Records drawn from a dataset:
##########

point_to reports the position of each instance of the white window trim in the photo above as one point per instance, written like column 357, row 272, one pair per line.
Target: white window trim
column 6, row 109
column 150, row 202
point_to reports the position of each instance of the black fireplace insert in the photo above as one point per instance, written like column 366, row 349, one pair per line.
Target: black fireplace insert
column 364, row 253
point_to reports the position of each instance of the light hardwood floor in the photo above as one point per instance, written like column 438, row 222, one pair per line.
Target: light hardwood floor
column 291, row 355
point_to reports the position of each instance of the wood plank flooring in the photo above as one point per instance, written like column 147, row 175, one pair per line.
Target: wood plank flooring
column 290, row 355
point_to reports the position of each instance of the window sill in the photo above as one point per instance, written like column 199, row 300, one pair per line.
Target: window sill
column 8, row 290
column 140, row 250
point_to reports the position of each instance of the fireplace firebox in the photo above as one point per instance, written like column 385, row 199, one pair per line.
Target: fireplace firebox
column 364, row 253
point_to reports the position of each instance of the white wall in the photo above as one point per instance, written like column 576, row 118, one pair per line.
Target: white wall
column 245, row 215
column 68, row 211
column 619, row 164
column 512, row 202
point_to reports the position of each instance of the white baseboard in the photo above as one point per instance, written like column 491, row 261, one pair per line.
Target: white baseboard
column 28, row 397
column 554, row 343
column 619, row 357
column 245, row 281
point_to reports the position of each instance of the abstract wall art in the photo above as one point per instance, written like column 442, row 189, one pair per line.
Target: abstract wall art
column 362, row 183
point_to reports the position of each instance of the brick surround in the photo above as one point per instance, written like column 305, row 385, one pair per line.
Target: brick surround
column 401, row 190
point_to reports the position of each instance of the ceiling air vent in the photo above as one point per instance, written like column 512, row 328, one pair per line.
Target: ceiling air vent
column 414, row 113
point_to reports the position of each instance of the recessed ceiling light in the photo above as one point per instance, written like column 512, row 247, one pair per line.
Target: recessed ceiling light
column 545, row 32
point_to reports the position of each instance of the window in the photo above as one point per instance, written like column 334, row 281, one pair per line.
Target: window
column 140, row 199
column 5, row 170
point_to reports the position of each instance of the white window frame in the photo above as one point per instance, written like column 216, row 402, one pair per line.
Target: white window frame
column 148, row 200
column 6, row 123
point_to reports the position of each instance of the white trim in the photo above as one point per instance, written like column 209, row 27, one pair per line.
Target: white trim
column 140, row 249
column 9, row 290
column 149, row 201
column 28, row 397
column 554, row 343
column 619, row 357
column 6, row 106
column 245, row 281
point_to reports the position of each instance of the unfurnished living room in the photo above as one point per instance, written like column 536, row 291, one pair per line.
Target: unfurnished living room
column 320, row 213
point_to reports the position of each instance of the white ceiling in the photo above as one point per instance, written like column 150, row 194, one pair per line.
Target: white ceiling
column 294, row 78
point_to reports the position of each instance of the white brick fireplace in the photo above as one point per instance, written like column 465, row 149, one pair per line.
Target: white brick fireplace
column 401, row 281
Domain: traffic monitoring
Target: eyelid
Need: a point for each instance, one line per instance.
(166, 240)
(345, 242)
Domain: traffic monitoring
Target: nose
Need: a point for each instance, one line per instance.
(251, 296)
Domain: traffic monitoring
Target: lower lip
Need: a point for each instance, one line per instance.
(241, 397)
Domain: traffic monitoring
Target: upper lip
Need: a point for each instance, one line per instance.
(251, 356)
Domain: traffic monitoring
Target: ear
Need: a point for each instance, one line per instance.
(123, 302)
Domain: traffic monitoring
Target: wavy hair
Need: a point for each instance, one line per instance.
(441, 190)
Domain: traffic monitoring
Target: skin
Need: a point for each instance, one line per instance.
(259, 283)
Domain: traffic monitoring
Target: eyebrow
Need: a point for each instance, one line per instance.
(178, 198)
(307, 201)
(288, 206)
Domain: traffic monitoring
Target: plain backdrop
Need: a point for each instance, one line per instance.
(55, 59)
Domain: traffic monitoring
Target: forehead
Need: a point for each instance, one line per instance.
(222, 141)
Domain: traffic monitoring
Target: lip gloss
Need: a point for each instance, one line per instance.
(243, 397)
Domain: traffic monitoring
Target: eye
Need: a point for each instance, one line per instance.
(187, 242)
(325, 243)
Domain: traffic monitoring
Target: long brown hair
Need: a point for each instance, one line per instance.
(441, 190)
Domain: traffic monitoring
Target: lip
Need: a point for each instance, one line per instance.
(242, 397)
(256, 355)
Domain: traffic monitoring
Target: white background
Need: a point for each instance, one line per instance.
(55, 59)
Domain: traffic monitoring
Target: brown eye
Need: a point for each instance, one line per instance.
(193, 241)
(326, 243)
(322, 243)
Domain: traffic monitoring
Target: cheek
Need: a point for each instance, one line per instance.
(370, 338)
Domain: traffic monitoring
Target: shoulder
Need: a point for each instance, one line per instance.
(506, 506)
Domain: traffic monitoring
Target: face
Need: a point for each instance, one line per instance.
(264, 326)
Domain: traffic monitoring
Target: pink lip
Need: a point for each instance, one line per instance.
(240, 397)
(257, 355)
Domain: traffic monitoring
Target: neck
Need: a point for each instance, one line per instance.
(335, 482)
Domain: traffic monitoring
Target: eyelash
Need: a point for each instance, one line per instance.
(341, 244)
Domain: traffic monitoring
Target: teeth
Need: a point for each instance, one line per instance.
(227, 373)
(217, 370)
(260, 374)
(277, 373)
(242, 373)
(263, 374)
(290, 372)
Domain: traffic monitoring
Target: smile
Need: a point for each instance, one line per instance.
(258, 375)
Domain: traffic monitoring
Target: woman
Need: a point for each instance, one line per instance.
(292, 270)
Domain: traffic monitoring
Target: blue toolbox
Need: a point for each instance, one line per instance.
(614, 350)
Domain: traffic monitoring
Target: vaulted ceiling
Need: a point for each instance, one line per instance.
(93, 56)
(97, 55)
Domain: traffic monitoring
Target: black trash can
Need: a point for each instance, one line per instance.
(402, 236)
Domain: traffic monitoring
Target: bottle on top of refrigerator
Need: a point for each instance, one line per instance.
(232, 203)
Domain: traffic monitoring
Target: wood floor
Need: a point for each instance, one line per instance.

##########

**TASK TO CARRY OUT**
Scan the lines above for "brown", then copy every one that has it.

**RESPONSE TO THE EXERCISE**
Target: long brown hair
Target: brown eye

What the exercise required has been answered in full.